Format the records below as a JSON list of strings, one string per line with blank lines omitted. Cover only the stretch from the line containing "Can you find the utility" through the end of the records.

─── DATA LISTING ───

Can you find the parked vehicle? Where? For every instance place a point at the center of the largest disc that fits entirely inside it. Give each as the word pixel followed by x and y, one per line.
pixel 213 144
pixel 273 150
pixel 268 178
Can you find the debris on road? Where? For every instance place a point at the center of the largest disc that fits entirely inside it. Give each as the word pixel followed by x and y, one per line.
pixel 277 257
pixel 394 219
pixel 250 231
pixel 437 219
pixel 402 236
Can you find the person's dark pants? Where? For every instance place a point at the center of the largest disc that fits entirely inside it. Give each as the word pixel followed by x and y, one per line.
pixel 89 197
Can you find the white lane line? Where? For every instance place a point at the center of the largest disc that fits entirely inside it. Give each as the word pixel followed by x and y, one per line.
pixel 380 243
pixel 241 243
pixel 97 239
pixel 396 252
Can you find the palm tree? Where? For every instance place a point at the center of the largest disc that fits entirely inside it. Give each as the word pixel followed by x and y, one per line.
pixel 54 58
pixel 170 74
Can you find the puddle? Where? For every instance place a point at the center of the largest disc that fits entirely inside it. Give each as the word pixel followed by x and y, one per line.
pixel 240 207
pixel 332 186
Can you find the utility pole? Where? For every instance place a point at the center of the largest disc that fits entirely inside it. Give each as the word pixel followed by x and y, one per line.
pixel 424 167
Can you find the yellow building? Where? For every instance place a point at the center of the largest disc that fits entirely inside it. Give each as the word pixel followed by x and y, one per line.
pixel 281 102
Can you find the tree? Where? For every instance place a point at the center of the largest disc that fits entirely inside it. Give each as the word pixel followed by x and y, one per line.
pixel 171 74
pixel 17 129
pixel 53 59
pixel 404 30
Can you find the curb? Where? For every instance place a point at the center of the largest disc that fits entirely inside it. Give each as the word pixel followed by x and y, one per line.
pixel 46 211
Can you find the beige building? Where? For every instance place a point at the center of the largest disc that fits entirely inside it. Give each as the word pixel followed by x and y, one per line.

───

## ANSWER IN FULL
[
  "Can you find the utility pole? Where? For every instance place a point at the center of the largest disc that fits entirely inside it. Give each as the word pixel followed by x and y, one per line.",
  "pixel 424 167",
  "Can you find the yellow building? Where? For every instance place a point at the center of the largest disc that fits entirely inside it. Give each as the word pixel followed by x and y, one per line.",
  "pixel 281 102",
  "Can you find the tree? Where? For every instance place a point at the center of the largest disc that fits entirely inside it. Give each as the word pixel followed by x and y, one per line.",
  "pixel 171 74",
  "pixel 17 129",
  "pixel 53 59",
  "pixel 404 30",
  "Can you find the curb? Where? For every instance place a point at the center of the largest disc that fits entirely inside it. Give each as the word pixel followed by x and y, one per line.",
  "pixel 46 211",
  "Can you find the beige building? Where? For every instance place a point at the center of the largest disc that fits entirely inside it. Give each as the word pixel followed by x and y, one per line."
]